COMPARE data and information platform
WP leader: Guy Cochrane, EMBL (7) cocharne@ebi.ac.uk
co-leaders: Ole Lund, DTU (1) & Istvan Csabai, WIGNER (24)
lund@cbs.dtu.dk, csabai.istvan@wigner.mta.hu
Objectives:
- To create and operate the COMPARE Data Resource, workflow engine and portal.
- To create user spaces for COMPARE workflow development and pilot projects.
- To ensure the long-term sustainability of the tools developed and data generated.
An important barrier to routine application of NGS/WGS/WCS of pathogens in clinical and public health laboratories is the current capacity for bio-informatics and data management. This “big data” challenge has been recognized internationally, and calls for new solutions for data storage and rapid sharing that will be capable of handling the expected massive increase in data in the coming years. Here, we develop and pilot the core infrastructure for such future routine applications, building from the existing European ICT infrastructure that has served the needs of the wider research and public health community for the past 30 years, but linking this to frontline developments in bioinformatics and NGS/WGS/WCS. The system will support the spectrum of sequence-based analyses of relevance to pathogen detection and characterization, surveillance, outbreak detection and investigation, from single locus approaches, through whole genome methods to metagenomics studies. Data types will include contextual metadata, primary data (sequence reads), and derived data (such as genomic alignments of reads, assemblies and functional annotation). Supporting the public health, clinical, research and tools development communities, the system will be scalable and sustainable beyond the duration of funding for COMPARE. Full technical specifications will be provided to allow the system to be replicated in alternative hardware infrastructures according to future need and capacity.

▸ TASK DESCRIPTION
Reproduce the part of the COMPARE platform description that opens with the words containing "COMPARE data and" and closes with "engine and portal.", substituting "web interface" for "portal". Rely only on the text above and nothing else.

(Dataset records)
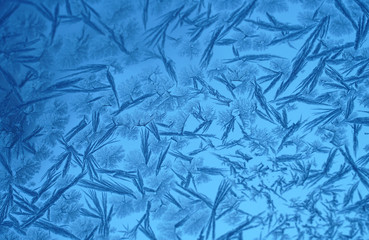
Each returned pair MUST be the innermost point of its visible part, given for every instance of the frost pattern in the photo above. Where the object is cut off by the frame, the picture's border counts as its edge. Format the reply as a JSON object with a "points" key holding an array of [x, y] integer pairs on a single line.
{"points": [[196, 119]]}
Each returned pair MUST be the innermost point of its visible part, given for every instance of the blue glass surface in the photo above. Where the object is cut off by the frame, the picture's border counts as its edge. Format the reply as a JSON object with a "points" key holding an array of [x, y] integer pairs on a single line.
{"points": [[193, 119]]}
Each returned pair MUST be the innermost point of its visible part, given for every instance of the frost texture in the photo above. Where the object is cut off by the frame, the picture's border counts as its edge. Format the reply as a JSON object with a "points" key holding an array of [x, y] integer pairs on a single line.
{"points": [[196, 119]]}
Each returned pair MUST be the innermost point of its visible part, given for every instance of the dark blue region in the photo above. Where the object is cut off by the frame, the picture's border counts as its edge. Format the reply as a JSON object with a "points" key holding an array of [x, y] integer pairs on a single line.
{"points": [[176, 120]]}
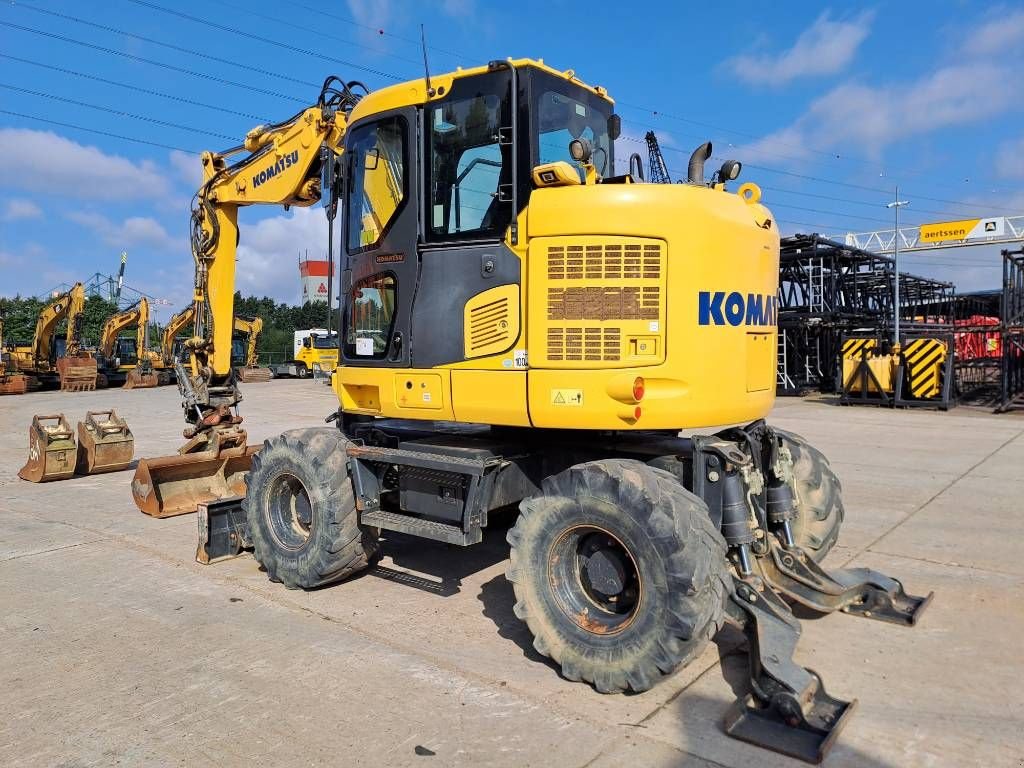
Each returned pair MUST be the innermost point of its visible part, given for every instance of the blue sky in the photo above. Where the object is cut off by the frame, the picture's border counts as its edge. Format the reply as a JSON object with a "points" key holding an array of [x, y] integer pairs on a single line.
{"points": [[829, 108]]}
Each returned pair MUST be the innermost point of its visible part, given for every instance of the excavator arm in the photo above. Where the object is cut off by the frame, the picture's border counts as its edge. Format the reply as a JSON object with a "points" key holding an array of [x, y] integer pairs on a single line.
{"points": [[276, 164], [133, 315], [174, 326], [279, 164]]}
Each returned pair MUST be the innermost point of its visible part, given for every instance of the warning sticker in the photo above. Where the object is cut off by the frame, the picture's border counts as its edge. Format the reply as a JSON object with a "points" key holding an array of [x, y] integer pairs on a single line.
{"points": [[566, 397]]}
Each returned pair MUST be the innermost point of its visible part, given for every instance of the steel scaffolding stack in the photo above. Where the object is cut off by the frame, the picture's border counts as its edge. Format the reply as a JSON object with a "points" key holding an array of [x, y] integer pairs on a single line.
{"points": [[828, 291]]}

▸ WRITTEN ANSWER
COMPARE data and information platform
WP leader: Guy Cochrane, EMBL (7) cocharne@ebi.ac.uk
co-leaders: Ole Lund, DTU (1) & Istvan Csabai, WIGNER (24)
lund@cbs.dtu.dk, csabai.istvan@wigner.mta.hu
Objectives:
- To create and operate the COMPARE Data Resource, workflow engine and web interface.